_What to do_
Copy all of the data below word for word, keeping every line and character unchanged.

_Task input_
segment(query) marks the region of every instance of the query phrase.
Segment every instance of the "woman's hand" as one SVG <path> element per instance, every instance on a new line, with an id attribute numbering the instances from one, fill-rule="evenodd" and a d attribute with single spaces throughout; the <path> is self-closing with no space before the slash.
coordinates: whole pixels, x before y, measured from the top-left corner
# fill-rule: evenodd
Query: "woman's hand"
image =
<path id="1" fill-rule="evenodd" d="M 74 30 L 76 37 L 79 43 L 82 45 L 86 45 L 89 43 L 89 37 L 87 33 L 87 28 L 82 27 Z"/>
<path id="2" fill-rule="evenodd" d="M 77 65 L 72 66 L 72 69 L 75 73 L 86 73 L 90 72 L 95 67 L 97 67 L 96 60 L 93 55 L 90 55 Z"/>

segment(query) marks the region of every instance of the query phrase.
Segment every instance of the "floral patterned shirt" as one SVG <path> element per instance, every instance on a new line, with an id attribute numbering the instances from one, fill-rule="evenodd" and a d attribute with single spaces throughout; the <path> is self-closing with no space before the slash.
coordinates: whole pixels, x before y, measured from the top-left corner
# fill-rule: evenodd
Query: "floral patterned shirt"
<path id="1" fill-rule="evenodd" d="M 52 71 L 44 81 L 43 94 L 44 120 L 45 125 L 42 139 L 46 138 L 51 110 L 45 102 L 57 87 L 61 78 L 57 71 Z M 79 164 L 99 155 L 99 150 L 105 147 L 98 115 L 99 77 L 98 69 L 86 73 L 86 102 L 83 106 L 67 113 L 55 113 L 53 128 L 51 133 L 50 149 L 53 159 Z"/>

_Result of this exercise_
segment(query) marks the region of every instance of the query phrase.
Segment every instance of the "woman's hand" as one SVG <path> element per instance, every instance on a new line, with an id attribute numbering the instances from one, fill-rule="evenodd" and a d attribute with single spaces throughout; the <path> is self-closing with no space before the slash.
coordinates: whole pixels, x before y, measured from the top-left corner
# fill-rule: evenodd
Query: "woman's hand"
image =
<path id="1" fill-rule="evenodd" d="M 74 30 L 76 37 L 79 43 L 82 45 L 86 45 L 89 43 L 89 37 L 87 33 L 87 28 L 82 27 Z"/>
<path id="2" fill-rule="evenodd" d="M 77 65 L 72 66 L 72 69 L 75 73 L 86 73 L 90 72 L 95 67 L 97 67 L 96 60 L 93 55 L 90 55 Z"/>

segment(query) marks the region of every instance of the query phrase.
Segment every instance of the "floral patterned shirt" as one SVG <path> element per instance, every instance on a new line, with an id attribute numbering the instances from one, fill-rule="evenodd" and a d attribute with single spaces throughout; the <path> is self-closing with no space before the slash.
coordinates: whole pixels, x before y, measured from the top-left corner
# fill-rule: evenodd
Query: "floral patterned shirt"
<path id="1" fill-rule="evenodd" d="M 52 71 L 44 81 L 43 94 L 44 120 L 45 125 L 42 139 L 46 138 L 51 110 L 45 102 L 57 87 L 61 78 L 57 71 Z M 79 164 L 99 155 L 99 150 L 105 147 L 98 115 L 99 77 L 98 69 L 86 73 L 86 102 L 83 106 L 67 113 L 55 113 L 53 128 L 51 133 L 50 149 L 53 159 Z"/>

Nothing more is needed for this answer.